## EXCERPTED PASSAGE

Despite this one not being the first or last MTB stage race that I compete in, heading off to a part of the world where you expect to come across things that you don’t usually find in European races or those held across North America always arouses expectation, interest and curiosity. Races in these locations are more ‘westernised’, with globalisation unfortunately having made things all very uniform. As a friend of mine once said, inequality, contrast and the remote serve to transport you back in time several years.

Brasil Ride is an MTB race featuring seven two-rider stages and is recognised as being the most prestigious race across South America.

The biggest MTB race across South America: 7 days, 6,000 km, 13,000m climb

In previous editions, the event took place in the Chapada Diamantina region, an area which lies further inland, but this year there was a change to the location. Perhaps this time round, the setting was less stunning, but it did come with its benefits, such as the fact that on the first and last days we stayed in a hotel, with the comfort that this affords. Meanwhile, the beach, leisure amenities and alternative activities were all close by for those riders who brought their families along. The days spent on the camp are always interesting ones because you share in a communal and multicultural experience with your fellow participants. You get to meet others, learn things about other countries and cultures and that’s always enriching.

The attention to detail, care and determination displayed by the organisers to ensure that we had an enjoyable few days is something for which we were grateful. The military forces were a constant presence, which offered additional security in case anybody felt uneasy. Everything was carefully marked out, signalled, marked off and indicated by signage and volunteers. It’s also worth pointing out that the food was of good quality and in line with the objectives set out by the race.

Participation levels were strong, with a varied and high-quality field. Here are the best stages.

Arraial d’Ajuda – 21 km
318m climb

We were surprised by the humidity levels and heat that we encountered. It was the common denominator on each day and is something that we struggled to get used to.

This stage offered up fun and fast trails running alongside the sea which were linked by very fast forest sections. The vibrancy and colour of the locals saw them transmit their joy, which spurred us on to pedal faster and enjoy the experience to the max. That’s what we were all after, was it not?

Never had I crossed so many rivers in the saddle as I did on this day. Rivers of all shapes and sizes.

Arraial d’Ajuda / Guaratinga – 128km
2,225m climb

This stage saw us delve into the forest from the beach area along sections of track that simply left you pedalling and pedalling. There weren’t any great descents, but the distances were considerable.

Never had I crossed as many rivers in the saddle as I did on this day. They came in all shapes and sizes, from the sort that you could easily cross on your bike, to those in which the water reaches your chest and you see it and just want to get through it.

From this day on, we had something that would remain with us throughout the race, a bar of soap. An essential piece of kit which we needed to keep both ourselves and our clothing looking pristine for the following day.

We spent the night at the camp, which had been carefully set up by the organisers.

Start and finish in Guarantinga – 92km
2,894m climb

This stage offered riders steep incline climbs, valley landscapes and forest sections in which what shone through was the vibrancy of the small villages, in which the children run out of school to take their places alongside the locals on the streets to greet the participants as they went by. It’s strange to see how in poor parts which are so far removed from civilisation, with their untarmacked streets, barefooted children and borderline hygiene, a young girl photographs you using her smartphone.

Poor in terms of resources but rich in happiness. This is perhaps the one thing that really struck me about everything that surrounds a race this like one. How did these people get here? The answer is an easy one, they’ve always been here.

Start and finish in Guaratinga – 85km
2,963m climb

Forest, forest and yet more forest would be the purist definition of this stage. A whole range of trails of all categories including some highly technical ones, which were interspersed with sections which seemed endless owing to the incline on some of the climbs. There’s not even so much as a metre of flat ground, but fortunately the clouds occasionally appeared to slightly dampen the heat. However, the humidity was simply unbearable.

I get the feeling and am sure that we’ve gone through spots that nobody will pass until next year’s race comes along. We’ve just got to get on with our business as we keep on pedalling and progressing a little further every day.

How did these people get here? The answer is an easy one, they've always been here.

## SHORT PROBLEM 1
Sum up this race report on Brasil Ride in two sentences.

## ITEMS
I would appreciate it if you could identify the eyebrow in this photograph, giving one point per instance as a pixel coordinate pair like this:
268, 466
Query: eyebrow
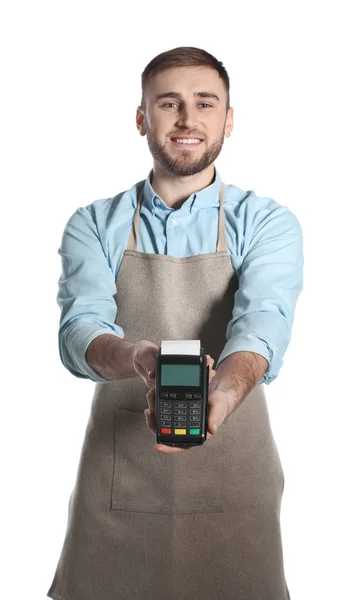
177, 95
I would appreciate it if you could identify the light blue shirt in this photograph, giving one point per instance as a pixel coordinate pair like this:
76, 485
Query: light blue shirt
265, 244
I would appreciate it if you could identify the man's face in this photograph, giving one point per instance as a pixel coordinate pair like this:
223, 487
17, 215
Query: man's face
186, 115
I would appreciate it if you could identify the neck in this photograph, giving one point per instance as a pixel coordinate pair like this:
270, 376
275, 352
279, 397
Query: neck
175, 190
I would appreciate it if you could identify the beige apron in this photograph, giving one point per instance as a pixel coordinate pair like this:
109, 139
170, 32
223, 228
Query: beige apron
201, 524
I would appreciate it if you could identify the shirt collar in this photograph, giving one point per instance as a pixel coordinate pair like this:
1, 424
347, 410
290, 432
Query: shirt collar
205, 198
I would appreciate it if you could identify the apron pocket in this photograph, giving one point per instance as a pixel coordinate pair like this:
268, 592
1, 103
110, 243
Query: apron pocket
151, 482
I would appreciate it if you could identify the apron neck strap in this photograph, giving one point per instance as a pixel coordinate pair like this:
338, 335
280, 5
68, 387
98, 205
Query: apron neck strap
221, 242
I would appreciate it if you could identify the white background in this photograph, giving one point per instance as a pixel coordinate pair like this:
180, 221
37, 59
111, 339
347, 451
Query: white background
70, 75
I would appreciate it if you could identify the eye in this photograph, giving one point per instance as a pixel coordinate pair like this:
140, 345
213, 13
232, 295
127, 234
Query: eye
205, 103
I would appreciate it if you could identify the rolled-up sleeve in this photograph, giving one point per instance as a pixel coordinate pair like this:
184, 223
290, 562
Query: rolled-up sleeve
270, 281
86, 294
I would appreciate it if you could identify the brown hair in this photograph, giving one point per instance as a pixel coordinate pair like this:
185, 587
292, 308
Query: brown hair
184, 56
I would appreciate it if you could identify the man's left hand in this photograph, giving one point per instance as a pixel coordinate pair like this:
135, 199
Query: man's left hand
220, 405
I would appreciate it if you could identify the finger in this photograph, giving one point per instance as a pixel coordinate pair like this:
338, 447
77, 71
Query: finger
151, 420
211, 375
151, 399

## SHORT PROBLEM 2
Transcribe the records from the line holding "I would appreciate it if you could identify the man's left" through the end of the records, both ends included.

## TASK RESULT 1
Brasil Ride is a seven-stage, two-rider MTB race known as the most prestigious in South America, and this year it moved from the Chapada Diamantina region to a new location that included hotel stays on the first and last days. The writer praises the organizers' care, security, signage and food, and describes stages marked by heat and humidity, river crossings, forest trails, steep climbs and cheerful locals in poor villages.

## TASK RESULT 2
I would appreciate it if you could identify the man's left hand in this photograph, giving one point per instance as a pixel coordinate pair like this:
135, 199
Query: man's left hand
220, 405
I would appreciate it if you could identify the finger in this photograph, giving one point per instance as a pixel coordinate pair like this:
338, 447
77, 71
Query: finger
151, 420
211, 375
151, 399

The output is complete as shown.